Please recast the records below as a numbered list, leaving out any blank lines.

** Begin Records shown **

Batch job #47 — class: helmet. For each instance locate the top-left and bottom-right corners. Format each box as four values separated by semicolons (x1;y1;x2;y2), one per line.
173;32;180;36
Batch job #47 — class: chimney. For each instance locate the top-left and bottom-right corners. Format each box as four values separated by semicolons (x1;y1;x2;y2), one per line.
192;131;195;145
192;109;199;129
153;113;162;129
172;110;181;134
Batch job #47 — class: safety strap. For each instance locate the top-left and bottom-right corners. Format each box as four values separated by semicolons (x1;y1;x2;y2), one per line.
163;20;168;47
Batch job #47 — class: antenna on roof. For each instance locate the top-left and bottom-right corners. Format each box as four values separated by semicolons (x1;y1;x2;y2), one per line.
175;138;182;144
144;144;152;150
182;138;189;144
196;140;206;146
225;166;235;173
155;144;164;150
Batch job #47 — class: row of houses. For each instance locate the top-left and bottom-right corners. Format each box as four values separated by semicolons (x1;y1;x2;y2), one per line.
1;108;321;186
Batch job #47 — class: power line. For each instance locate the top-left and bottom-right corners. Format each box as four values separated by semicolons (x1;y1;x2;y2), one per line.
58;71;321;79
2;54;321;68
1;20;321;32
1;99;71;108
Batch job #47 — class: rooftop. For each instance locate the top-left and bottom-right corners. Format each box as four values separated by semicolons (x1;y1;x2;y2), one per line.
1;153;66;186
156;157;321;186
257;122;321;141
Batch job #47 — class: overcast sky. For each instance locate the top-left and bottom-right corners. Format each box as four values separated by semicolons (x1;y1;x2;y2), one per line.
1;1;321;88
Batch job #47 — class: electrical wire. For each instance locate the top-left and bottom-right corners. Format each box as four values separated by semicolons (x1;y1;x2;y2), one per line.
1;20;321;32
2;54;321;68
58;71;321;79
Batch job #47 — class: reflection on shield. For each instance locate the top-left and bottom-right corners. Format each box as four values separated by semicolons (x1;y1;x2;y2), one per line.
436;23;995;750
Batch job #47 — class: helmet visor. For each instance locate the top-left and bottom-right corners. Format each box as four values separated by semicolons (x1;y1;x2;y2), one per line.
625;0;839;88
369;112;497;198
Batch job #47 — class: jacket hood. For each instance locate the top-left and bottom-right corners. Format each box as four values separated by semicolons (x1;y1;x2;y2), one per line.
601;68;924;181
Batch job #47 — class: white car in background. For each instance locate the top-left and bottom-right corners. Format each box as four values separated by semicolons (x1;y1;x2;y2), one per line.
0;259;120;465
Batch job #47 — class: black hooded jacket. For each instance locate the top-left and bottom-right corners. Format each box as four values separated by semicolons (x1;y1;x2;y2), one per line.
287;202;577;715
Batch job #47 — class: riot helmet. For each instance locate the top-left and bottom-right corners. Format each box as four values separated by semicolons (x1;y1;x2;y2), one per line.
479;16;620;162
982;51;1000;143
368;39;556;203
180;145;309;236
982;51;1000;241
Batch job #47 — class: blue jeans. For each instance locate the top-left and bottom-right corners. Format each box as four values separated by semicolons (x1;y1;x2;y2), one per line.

** End Records shown **

* [Answer to this task]
1. Batch job #47 — class: helmet. For each instance locate the top-left and bottom-right corners. Format each box as four values separated by semicolons (x1;y1;x2;y2), one per line.
2. 173;32;180;36
3. Batch job #47 — class: chimney. For each instance locate the top-left and bottom-right corners. Format each box as four values separated by semicolons (x1;y1;x2;y2), one per line.
4. 192;131;195;145
5. 192;109;199;129
6. 153;113;162;129
7. 172;110;181;134
8. Batch job #47 — class: safety strap. For each instance locate the top-left and bottom-right corners. Format each box as four values separated by semicolons (x1;y1;x2;y2), one per line.
9. 163;20;168;47
10. Batch job #47 — class: antenna on roof. For each instance locate the top-left and bottom-right corners. Format each box as four values separated by semicolons (x1;y1;x2;y2), one per line.
11. 175;138;182;144
12. 144;144;152;150
13. 182;138;189;144
14. 196;140;206;146
15. 225;166;235;173
16. 155;144;164;150
17. Batch job #47 — class: row of houses. For each instance locate the top-left and bottom-right corners. Format each box as four values separated by semicolons (x1;y1;x2;y2), one per line.
18. 1;108;321;186
19. Batch job #47 — class: power line. For each instance locate the top-left and bottom-right corners. Format each box as four values separated by semicolons (x1;y1;x2;y2), one per line.
20. 58;71;321;79
21. 2;54;321;68
22. 1;20;321;32
23. 1;99;71;108
24. Batch job #47 — class: rooftop. For each instance locate the top-left and bottom-right corners. Format each box as four values separated by semicolons (x1;y1;x2;y2), one per line.
25. 1;153;66;186
26. 156;157;321;186
27. 257;122;321;141
28. Batch job #47 — class: overcast sky. For each instance locate the top-left and bottom-right corners. Format each box as four values separated by semicolons (x1;y1;x2;y2), one per line.
29. 1;1;321;88
30. Batch job #47 — class: electrical wire. For each instance locate the top-left and bottom-right corners. Format each box as four values separated by semicolons (x1;y1;x2;y2), one per line.
31. 1;20;321;32
32. 2;54;321;68
33. 58;71;321;79
34. Batch job #47 — class: reflection on shield. For each instance locate the top-left and bottom-right corners. Format each box as four values separated by semicolons (x1;y1;x2;y2), one per line.
35. 436;23;995;750
36. Batch job #47 — class: helmet visor. For each instance locate the top-left and bottom-right corners. Format each box as four values separated by semicolons (x1;y1;x2;y2), one per line.
37. 625;0;839;88
38. 369;112;497;198
39. Batch job #47 — class: jacket hood. For each instance locate the top-left and bottom-right corners. Format each box as four values separated by semicolons (x1;y1;x2;y2), one per line.
40. 601;68;924;181
41. Batch job #47 — class: white car in background. For each instance locate the top-left and bottom-right corners. Format each box as four values separated by semicolons (x1;y1;x2;y2), one per line.
42. 0;259;120;465
43. Batch job #47 — class: black hooded jacket. For each instance locate the top-left and bottom-right corners. Format each box as four values separated by semicolons (x1;y1;x2;y2), one per line.
44. 287;202;577;715
45. Batch job #47 — class: riot helmet. For each instance locate the top-left and bottom-right corners. Format each box as four values separated by semicolons (x1;y1;x2;y2), one per line.
46. 479;16;620;162
47. 982;51;1000;143
48. 368;39;556;203
49. 180;145;309;236
50. 982;51;1000;241
51. Batch job #47 — class: blue jeans. For each instance locate the top-left and bottom-right corners. Format each box as four values separated by semicolons (x1;y1;x2;y2), one per line.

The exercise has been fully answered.